◆ Article
┄┄┄┄┄┄┄┄┄┄┄┄┄┄┄┄┄┄┄┄

Not bad, but the regex does have a few errors. The following is a detailed analysis...
- Firstly: When posting, its best to present the regex in the source code context where it is being used. i.e. I assume you are using the preg_*() functions of PHP, yes? And you are probably using the "i" ignore-case modifier, yes?
- Secondly: With a longish regex like this one, it is much better to write it with comments in free-spacing mode so you can see the nesting of the parentheses.
I've taken the liberty to apply the two comments above. The following listing is a verbose commented version of your regex:
[text]if (preg_match(
'%# original regex from "Regex expression for complex dates" thread
( # group $1: has 2 alternatives 1-words, 2-digits only
( \b # group $2: Alternative 1: (word month day year)
( # group $3: word version of month
january|jan|february|feb|march|mar|april|apr|may|june|jun|
july|jul|august|aug|september|sep|october|oct|november|nov|december|dec
) # end group $3
\b\s # (redundant) word boundary, one whitespace
( 0? # group $4: for day of month alternatives. Either...
( # group $5: alternatives of 1-9 suffixes
1(st)? # either 1 or 01 and optional group $6 = "st"
| 2(nd)? # or... 2 or 02 and optional group $7 = "nd"

┄┄┄┄┄┄┄┄┄┄┄┄┄┄┄┄┄┄┄┄

Rows of labeled points
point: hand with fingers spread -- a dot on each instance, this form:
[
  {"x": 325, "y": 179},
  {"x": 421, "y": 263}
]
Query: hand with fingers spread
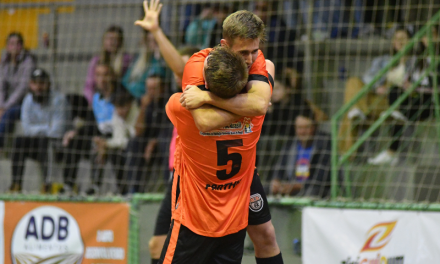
[
  {"x": 151, "y": 19},
  {"x": 193, "y": 97}
]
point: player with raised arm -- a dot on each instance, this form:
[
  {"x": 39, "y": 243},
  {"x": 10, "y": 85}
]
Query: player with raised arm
[{"x": 261, "y": 229}]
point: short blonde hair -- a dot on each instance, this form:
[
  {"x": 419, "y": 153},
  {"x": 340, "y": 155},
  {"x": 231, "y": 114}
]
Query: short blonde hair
[
  {"x": 245, "y": 25},
  {"x": 226, "y": 72}
]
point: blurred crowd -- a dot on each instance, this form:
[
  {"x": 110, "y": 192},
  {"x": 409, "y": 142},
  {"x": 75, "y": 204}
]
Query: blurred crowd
[{"x": 119, "y": 117}]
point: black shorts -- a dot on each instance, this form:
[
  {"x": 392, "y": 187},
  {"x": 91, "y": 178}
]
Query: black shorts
[
  {"x": 183, "y": 246},
  {"x": 259, "y": 212}
]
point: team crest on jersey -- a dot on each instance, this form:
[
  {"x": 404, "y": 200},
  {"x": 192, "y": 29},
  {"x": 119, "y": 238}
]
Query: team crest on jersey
[
  {"x": 247, "y": 125},
  {"x": 256, "y": 203}
]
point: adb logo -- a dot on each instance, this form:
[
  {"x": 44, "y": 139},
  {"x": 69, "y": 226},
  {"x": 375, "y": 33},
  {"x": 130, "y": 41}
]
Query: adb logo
[
  {"x": 47, "y": 235},
  {"x": 379, "y": 236}
]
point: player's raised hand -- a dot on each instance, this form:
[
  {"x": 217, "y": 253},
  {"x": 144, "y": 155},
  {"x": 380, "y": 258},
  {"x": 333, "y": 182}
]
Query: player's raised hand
[
  {"x": 193, "y": 97},
  {"x": 151, "y": 19}
]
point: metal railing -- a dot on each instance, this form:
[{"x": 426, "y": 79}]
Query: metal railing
[{"x": 337, "y": 161}]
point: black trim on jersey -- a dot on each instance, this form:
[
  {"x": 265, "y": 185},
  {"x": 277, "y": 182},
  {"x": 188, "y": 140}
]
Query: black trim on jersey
[
  {"x": 272, "y": 82},
  {"x": 258, "y": 77},
  {"x": 202, "y": 87},
  {"x": 177, "y": 189}
]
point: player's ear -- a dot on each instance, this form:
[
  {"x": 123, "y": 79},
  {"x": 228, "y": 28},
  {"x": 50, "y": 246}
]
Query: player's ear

┄┄┄┄┄┄┄┄┄┄┄┄┄┄┄┄┄┄┄┄

◆ Requests
A. In the regex post, repeat the passage from "I've taken the" to "month alternatives. Either...", switching "whitespace" to "space character".
B. Answer these questions about the regex post:
(i) Which PHP functions does the writer assume are being used?
(ii) In what mode does the writer recommend writing a longish regex, and with what?
(iii) Which group holds the word version of the month?
C. Extend the regex post, continuing from where it stops.
The rows are not needed here.

◆ Final results
A.
I've taken the liberty to apply the two comments above. The following listing is a verbose commented version of your regex:
[text]if (preg_match(
'%# original regex from "Regex expression for complex dates" thread
( # group $1: has 2 alternatives 1-words, 2-digits only
( \b # group $2: Alternative 1: (word month day year)
( # group $3: word version of month
january|jan|february|feb|march|mar|april|apr|may|june|jun|
july|jul|august|aug|september|sep|october|oct|november|nov|december|dec
) # end group $3
\b\s # (redundant) word boundary, one space character
( 0? # group $4: for day of month alternatives. Either...

B.
(i) The preg_*() functions.
(ii) In free-spacing mode, with comments.
(iii) Group $3.

C.
| 3(rd)? # or... 3 or 03 and optional group $8 = "rd"
| [4-9](th)? # or... 4-9 or 04-09 and optional group $9 = "th"
) # end group $5
| [12] # or... alternatives 11-19, 21-29
( # group $10: alternatives of 11-19, 21-29 suffixes
1(st)? # either 11 or 21 optional group $11 = "st" 11st=Error
| 2(nd)? # or... 12 or 22 optional group $12 = "nd" 12nd=Error
| 3(rd)? # or... 13 or 23 optional group $13 = "rd" 13rd=Error
| [4-9](th)? # or... 14-19 or 24-29 and optional group $14 = "th"
) # end group $10 (error: missed 10, 10th, 20 and 20th)
| 3 # or... alternatives 30-31
( # group $15: for 30-31 alternatives
0(th)? # either 30 and optional group $16 = "th"
| 1(st)? # or... 31 and optional group $17 = "st"
) # end group $15
) # end group $4
\b
( ,?\s # group $18: for (optional) year
(19|20)\d\d\b # group $19: for 19 or 20 century alternatives
)? # end group $18
) # end (unnecessary) group $2
| # or... Alternative 2: mm/dd/yyyy
( \b # group $20: (unnecessary)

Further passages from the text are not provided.